CEPH PG Peering

PG peering

Here is the definition from http://docs.ceph.com

The process of bringing all of the OSDs that store a Placement Group (PG) into agreement about the state of all of the objects (and their metadata) in that PG. Note that agreeing on the state does not mean that they all have the latest contents.

From the state machine view, it peering process includes three states.

  1. GetInfo
  2. GetLog
  3. GetMissing

GetInfo state collects peer_info from chosen peer OSD candidates.

Using peer_info from GetInfo, GetLog state generate an authoritative log.

Using this log, GetMissing calculates missing objects from OSD. Those missing objects info will be used in recovery/backfill process.

This article will go through those states and explain what have done in those states.

PG peering


GetInfo

GetInfo

  1. generate_past_intervals()

  2. build_prior()

    choose OSD candidates to query peer info from

  3. get_infos()

  4. proc_replica_info()

/*--------GetInfo---------*/
//Started/Primary/Peering/GetInfo
GetInfo(my_context ctx)

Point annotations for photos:
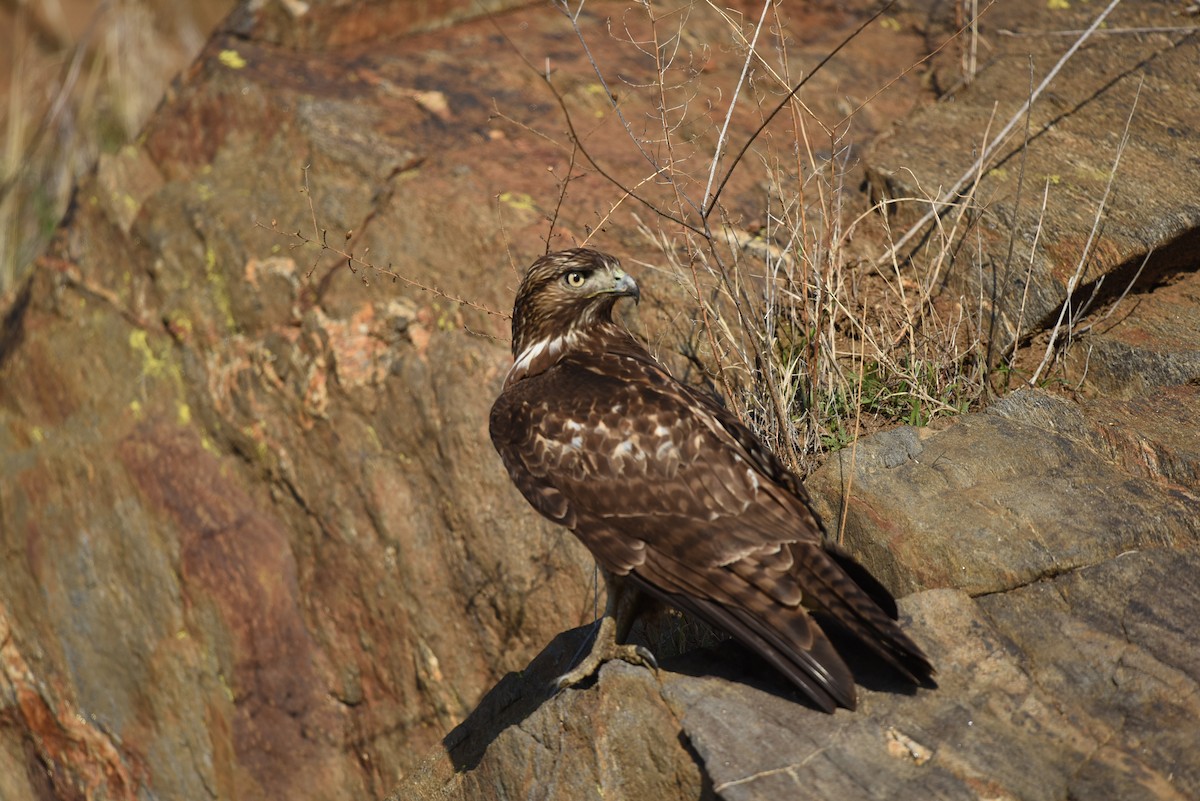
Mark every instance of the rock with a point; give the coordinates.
(257, 543)
(1078, 686)
(999, 499)
(261, 546)
(1146, 342)
(1075, 130)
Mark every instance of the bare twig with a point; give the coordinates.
(1085, 256)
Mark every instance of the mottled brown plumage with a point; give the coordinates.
(671, 493)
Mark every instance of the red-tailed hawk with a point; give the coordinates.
(675, 497)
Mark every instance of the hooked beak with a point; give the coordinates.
(624, 285)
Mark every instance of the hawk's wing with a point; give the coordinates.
(663, 485)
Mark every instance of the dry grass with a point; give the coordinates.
(811, 337)
(81, 78)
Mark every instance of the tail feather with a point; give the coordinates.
(864, 607)
(815, 669)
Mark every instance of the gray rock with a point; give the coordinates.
(1084, 685)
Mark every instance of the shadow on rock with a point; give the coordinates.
(517, 696)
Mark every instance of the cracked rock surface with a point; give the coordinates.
(256, 543)
(1084, 685)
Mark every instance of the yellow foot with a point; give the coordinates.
(606, 649)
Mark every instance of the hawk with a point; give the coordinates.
(677, 500)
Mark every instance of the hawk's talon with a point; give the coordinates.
(605, 649)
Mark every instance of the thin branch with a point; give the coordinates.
(733, 102)
(995, 144)
(1085, 256)
(783, 103)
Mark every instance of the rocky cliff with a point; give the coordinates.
(256, 543)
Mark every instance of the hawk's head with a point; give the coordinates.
(564, 295)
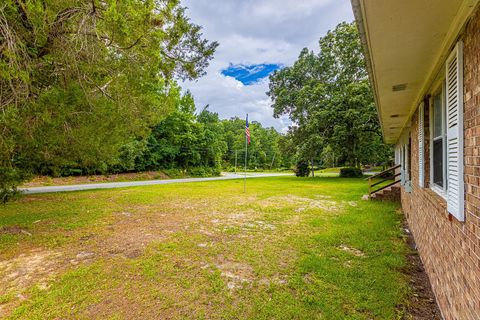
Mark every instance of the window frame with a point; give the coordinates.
(440, 88)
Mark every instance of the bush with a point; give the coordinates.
(351, 172)
(302, 169)
(204, 172)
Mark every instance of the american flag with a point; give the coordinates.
(247, 130)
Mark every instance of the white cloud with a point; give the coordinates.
(256, 32)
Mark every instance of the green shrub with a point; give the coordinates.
(351, 172)
(302, 169)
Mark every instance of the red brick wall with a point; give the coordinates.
(450, 250)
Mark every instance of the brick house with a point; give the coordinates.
(423, 58)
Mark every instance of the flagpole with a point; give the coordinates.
(246, 151)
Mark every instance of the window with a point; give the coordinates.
(438, 141)
(421, 145)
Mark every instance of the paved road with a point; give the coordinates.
(110, 185)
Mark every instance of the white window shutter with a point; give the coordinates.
(454, 98)
(421, 146)
(407, 161)
(402, 164)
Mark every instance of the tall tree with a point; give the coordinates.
(329, 98)
(80, 78)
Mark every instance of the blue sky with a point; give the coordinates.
(250, 74)
(256, 37)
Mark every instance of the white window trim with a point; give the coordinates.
(421, 145)
(442, 191)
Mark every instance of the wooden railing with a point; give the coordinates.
(384, 176)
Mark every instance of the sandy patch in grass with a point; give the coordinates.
(355, 252)
(23, 271)
(301, 203)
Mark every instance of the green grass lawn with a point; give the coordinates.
(290, 248)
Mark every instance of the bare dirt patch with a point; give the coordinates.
(355, 252)
(236, 274)
(301, 203)
(23, 271)
(422, 304)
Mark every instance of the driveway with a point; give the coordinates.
(111, 185)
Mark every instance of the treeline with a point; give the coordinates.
(328, 97)
(80, 80)
(188, 143)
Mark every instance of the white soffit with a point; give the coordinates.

## [REQUESTS]
1. Answer these questions from the Ceph PG peering page:
(a) Which three states does the peering process include?
(b) What does the GetLog state generate from peer_info?
(c) In GetInfo, what is build_prior() used for?
2. Carry on writing the Ceph PG peering page from the point where it stops.

## [RESULTS FOR THE EXERCISE]
1.
(a) GetInfo, GetLog and GetMissing.
(b) An authoritative log.
(c) To choose OSD candidates to query peer info from.

2.
{
  pg->generate_past_intervals();

  if (!prior_set.get())
    pg->build_prior(prior_set);

  get_infos();
  if (peer_info_requested.empty() 
  		&& !prior_set->pg_down) {
    post_event(GotInfo());
  }
}

1 calculate several past intervals

void PG::generate_past_intervals() {
  interval_range // from start(last_epoch_clean) to
                 // end(curent osd map epoch)
}

2 get probe targets (build prior)

build probe targets, using past_intervals.

who to ask for pg_info message

2.1 add acting set

2.2 add up set

2.3 go through past intervals

go through interval.acting.If this osd is still up probe.insert();

  PG::PriorSet::PriorSet()
  {
    for (unsigned i=0; i<acting.size(); i++) {
      probe.insert();
    }

    for (unsigned i=0; i<up.size(); i++) {
      probe.insert();
    }

    for (past_intervals) {
      for (interval.acting.size()) {
        if (osdmap.is_up(o)) {
          // include past acting osds if they are up.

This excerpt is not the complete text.